PROVIDED TEXT
Who Can Win the European November Major?

Ever since August, BDS Esport have dominated the standings and most of their matches. In the Rainbow Six November... Fabio | 5. November 2020

Ever since August, BDS Esport have dominated the standings and most of their matches. In the Rainbow Six November Major, they will face Empire, Tempra, and Virtus.pro. Can they set themselves on top of these teams to win their second Major in a row?

Since August, the Frenchmen have undoubtedly been the best European team. With the August Major, a second place finish in EUL Stage 1, and a dominant first place in the second stage, they are miles ahead of any other team.

Their 22 points put them two match victories above the next highest team. Aside from a draw versus Vitality and a loss to Natus Vincere, they have plowed through their opponents – which includes their competitors in the upcoming Major.

Empire and Tempra have only narrowly made it to the Top 4 courtesy of upset victories over Team Secret and G2 Esports. Until the second-to-last play-day, they weren’t even regarded as Major prospects, but the actual favorites choked in their very last matches. Virtus.pro had enough of a headstart that their duel with BDS Esport wasn’t a must-win. Still, they gave their all and landed five solid rounds on Coastline. This means that, from the entire Major playing field, they’re the ones who got closest to BDS. Empire and Tempra lost their games to the Frenchmen on 2-7 and 1-7 scorelines, respectively.

These results indicate that BDS should start preparing a new showcase spot in their trophy room. But if there’s one thing that we have learned from the North American Major, it’s that we should be cautious with these kinds of numbers. Just because a team performed well during the regular season doesn’t mean that this will automatically translate into a great Major performance.


In August, we witnessed DarkZero dethroning the world’s #1 team, Spacestation Gaming. Obviously, this was due to a massive improvement on the players’ side, but their preparation was another huge factor. Between NAL and the Major, the underdogs had plenty of time to ready themselves.

The same holds true for Empire, Tempra, and Virtus.pro. The former two have sufficiently proven their upset potential. On top of that, all three have had lots of preparation time to find errors and openings in BDS’ approach to the game.

But is there really a lot to find? With the exception of a few maps, the Frenchmen haven’t dropped any meaningful games since August. Maybe there just aren’t enough holes in the strategy of BDS to really counter them. After months of consistent performance, it is also highly unlikely that the players will fail to show up individually. Unlike Rogue, who suddenly played way below their usual level in the August Major, BDS have consistently held their own in the league. Their gameplan is obviously working out just fine.

In their Opening Match, BDS will be facing Virtus.pro. Historically, the Russians have been their biggest opponent in this bracket and if the Frenchmen win this, they might be looking at a rather quick Grand Finals entry already. Should they arrive there with a map advantage, it will be hard for the other teams to make a dash for the trophy – if not entirely impossible.

INFORMATION
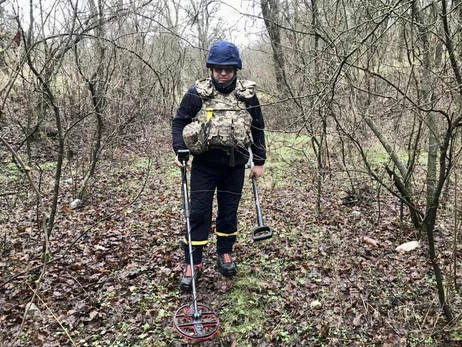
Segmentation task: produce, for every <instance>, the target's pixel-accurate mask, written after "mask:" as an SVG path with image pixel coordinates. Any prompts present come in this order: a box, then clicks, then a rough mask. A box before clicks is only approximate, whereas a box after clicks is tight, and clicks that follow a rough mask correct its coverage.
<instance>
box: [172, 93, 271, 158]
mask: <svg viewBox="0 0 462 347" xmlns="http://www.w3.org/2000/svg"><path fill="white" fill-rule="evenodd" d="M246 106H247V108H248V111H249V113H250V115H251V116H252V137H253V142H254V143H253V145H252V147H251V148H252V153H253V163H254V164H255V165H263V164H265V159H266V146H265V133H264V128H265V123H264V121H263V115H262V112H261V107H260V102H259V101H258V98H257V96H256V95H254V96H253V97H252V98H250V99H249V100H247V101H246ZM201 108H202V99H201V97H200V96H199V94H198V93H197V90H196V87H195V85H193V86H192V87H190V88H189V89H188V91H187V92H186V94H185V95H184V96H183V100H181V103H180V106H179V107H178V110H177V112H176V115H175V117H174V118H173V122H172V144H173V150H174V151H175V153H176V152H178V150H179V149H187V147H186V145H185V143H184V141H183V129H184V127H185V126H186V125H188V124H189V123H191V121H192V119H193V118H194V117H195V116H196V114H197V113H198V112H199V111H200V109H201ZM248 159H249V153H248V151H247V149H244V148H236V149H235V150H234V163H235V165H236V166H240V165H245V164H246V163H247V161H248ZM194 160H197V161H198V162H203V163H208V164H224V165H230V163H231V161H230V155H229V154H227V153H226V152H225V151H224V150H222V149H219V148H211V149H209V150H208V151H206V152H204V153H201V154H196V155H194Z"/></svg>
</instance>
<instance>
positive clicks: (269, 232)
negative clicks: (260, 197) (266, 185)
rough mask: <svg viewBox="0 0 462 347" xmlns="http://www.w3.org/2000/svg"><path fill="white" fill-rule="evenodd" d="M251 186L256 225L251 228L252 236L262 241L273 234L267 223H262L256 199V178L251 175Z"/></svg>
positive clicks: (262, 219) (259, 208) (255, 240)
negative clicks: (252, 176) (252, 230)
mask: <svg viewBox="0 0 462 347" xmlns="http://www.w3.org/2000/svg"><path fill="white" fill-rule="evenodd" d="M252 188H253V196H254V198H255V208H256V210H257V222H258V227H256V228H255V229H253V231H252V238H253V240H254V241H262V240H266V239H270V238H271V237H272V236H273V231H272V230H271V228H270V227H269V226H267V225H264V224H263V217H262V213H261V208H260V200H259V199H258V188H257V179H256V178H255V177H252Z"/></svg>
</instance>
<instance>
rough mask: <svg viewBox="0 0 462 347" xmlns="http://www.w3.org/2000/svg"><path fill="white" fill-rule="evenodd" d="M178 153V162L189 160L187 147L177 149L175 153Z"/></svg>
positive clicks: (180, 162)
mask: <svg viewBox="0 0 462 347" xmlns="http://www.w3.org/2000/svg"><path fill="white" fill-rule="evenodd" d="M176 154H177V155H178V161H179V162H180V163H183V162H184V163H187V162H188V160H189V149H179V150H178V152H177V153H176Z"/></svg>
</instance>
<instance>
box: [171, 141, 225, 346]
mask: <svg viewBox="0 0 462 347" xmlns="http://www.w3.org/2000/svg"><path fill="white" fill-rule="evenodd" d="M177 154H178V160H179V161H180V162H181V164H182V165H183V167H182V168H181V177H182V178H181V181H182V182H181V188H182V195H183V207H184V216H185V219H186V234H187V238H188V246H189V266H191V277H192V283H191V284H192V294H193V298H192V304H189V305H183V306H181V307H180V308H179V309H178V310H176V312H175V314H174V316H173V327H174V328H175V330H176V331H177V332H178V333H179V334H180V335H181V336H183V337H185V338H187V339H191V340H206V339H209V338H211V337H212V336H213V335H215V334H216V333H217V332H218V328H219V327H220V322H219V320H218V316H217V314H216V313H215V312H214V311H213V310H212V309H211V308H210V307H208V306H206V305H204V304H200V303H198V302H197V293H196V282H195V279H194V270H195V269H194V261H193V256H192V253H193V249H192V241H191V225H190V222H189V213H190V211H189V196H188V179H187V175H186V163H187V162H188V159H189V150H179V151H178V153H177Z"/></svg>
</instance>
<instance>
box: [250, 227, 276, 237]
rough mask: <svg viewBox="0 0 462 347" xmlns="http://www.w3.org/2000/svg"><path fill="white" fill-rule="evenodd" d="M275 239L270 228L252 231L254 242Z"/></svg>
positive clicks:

WORK TASK 1
In the November Major article, by what scorelines did Empire and Tempra lose their games to BDS Esport?
WORK TASK 2
Render this sentence from the November Major article in Spanish: "Their 22 points put them two match victories above the next highest team."
WORK TASK 3
Please write out the passage of the November Major article starting with "Their 22 points" and going on through "the upcoming Major.".

EXPECTED OUTPUT 1
Empire lost 2-7 and Tempra lost 1-7.

EXPECTED OUTPUT 2
Sus 22 puntos los sitúan dos victorias de partido por encima del siguiente equipo mejor clasificado.

EXPECTED OUTPUT 3
Their 22 points put them two match victories above the next highest team. Aside from a draw versus Vitality and a loss to Natus Vincere, they have plowed through their opponents – which includes their competitors in the upcoming Major.